| PROBLEM DESCRIPTION |
Retype the text of each of the following items without any changes, omitting the pictures from your response.

Image region labeling items
+---+
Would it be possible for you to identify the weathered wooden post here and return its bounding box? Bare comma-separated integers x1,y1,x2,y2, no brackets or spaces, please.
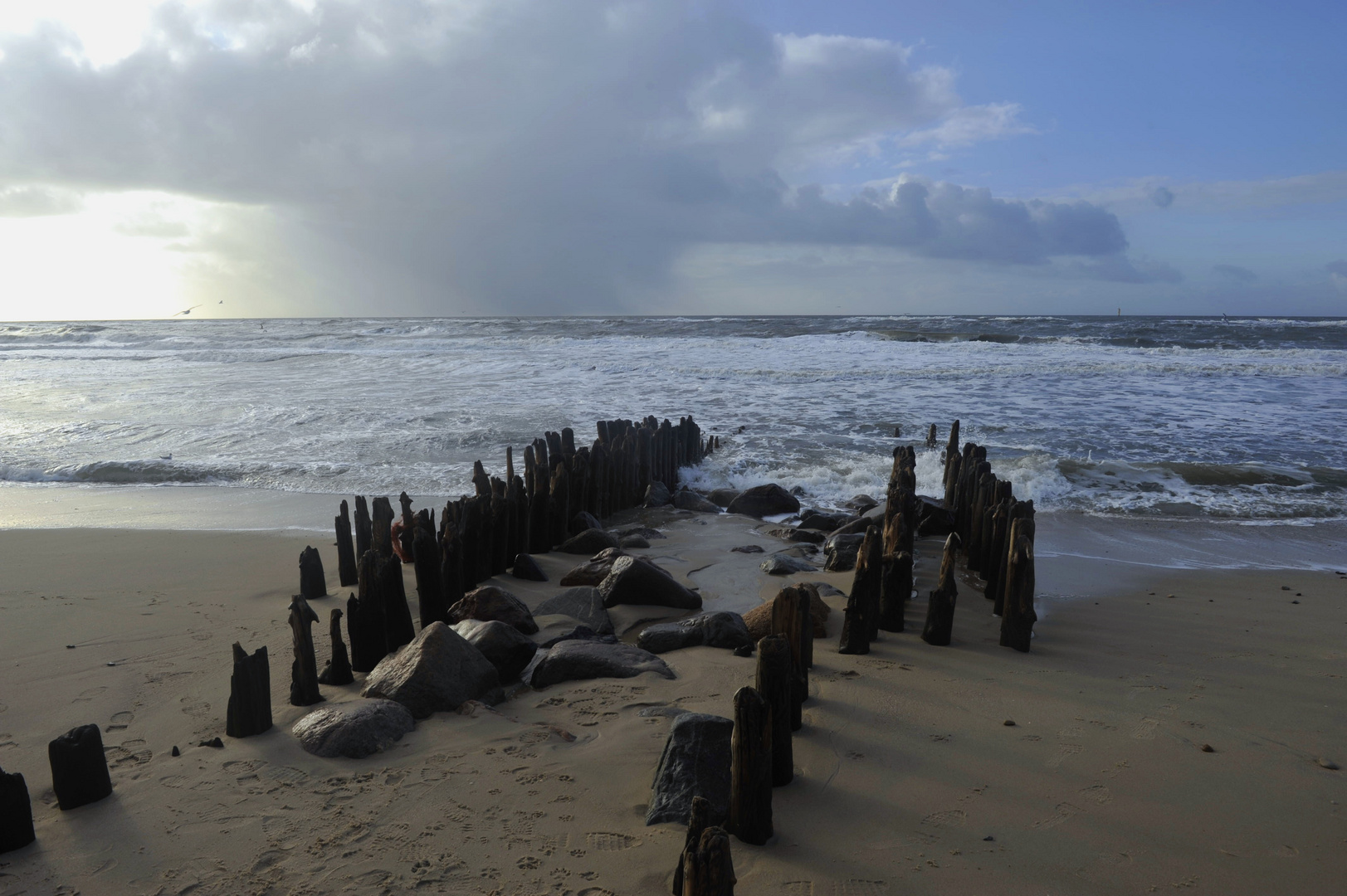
355,494,374,564
683,827,737,896
0,765,35,853
759,586,813,732
299,546,327,601
47,722,112,811
412,527,448,628
318,606,355,684
1001,516,1038,654
225,641,271,737
370,497,393,557
290,594,324,706
335,500,359,587
921,533,959,647
754,635,795,786
727,687,772,845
+---+
| EXERCISE OUTPUT |
Would it be possible for you to identify the weathered wooden post here and return its bounding box? Bare comma-separated integers x1,y1,x2,y2, no brackets or spaces, please.
355,494,374,564
683,827,737,896
0,765,35,853
759,586,813,732
299,546,327,601
47,722,112,811
412,527,448,628
318,606,355,684
1001,516,1038,654
225,641,271,737
370,497,393,557
290,594,324,706
335,500,359,587
921,533,959,647
754,635,795,786
727,687,772,845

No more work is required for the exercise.